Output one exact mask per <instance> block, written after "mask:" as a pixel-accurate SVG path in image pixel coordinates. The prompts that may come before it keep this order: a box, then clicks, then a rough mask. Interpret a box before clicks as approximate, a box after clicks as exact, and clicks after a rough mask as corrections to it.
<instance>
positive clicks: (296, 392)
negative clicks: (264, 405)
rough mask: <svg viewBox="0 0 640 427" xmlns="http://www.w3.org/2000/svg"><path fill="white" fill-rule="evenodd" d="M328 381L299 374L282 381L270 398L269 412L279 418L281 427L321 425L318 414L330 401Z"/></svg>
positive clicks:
==*==
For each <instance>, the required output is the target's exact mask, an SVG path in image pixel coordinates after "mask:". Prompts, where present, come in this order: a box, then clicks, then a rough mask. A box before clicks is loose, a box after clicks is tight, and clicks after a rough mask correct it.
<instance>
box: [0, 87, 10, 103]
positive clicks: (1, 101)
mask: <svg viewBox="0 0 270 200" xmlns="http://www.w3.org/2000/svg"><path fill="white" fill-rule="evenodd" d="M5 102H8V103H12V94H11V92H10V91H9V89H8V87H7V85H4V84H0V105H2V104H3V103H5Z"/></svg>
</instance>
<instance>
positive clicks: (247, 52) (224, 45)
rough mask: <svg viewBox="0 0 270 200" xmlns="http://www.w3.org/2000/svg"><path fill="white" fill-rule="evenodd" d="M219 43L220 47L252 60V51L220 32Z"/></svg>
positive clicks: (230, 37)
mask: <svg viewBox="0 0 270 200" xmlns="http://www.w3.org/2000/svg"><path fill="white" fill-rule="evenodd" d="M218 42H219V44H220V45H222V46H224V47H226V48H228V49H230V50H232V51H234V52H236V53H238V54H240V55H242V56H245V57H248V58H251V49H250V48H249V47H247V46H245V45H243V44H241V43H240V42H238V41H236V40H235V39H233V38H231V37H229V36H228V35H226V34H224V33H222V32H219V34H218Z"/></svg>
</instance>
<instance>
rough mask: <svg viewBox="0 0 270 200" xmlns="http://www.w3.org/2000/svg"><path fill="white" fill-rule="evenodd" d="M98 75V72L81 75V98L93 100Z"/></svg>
==*==
#### [The task]
Turn the stretch that starts at the line containing "Output one exact" and ends at the line containing "negative clicks: (264, 405)", both included, into a Markdown table with the columns No. and Text. Give each line its own row, numbered in order, and skip any blank lines.

#### [Output for this task]
| No. | Text |
|---|---|
| 1 | Output one exact mask per <instance> block, written after "mask:" as a pixel-accurate SVG path in image pixel coordinates. The prompts that may come before it keep this order: a box, then clicks, then a rough mask. Interpret a box before clicks as approximate, a box after clicks as exact, and clicks after a rough mask as corrections to it. |
| 2 | <instance> |
| 3 | positive clicks: (296, 392) |
| 4 | negative clicks: (264, 405) |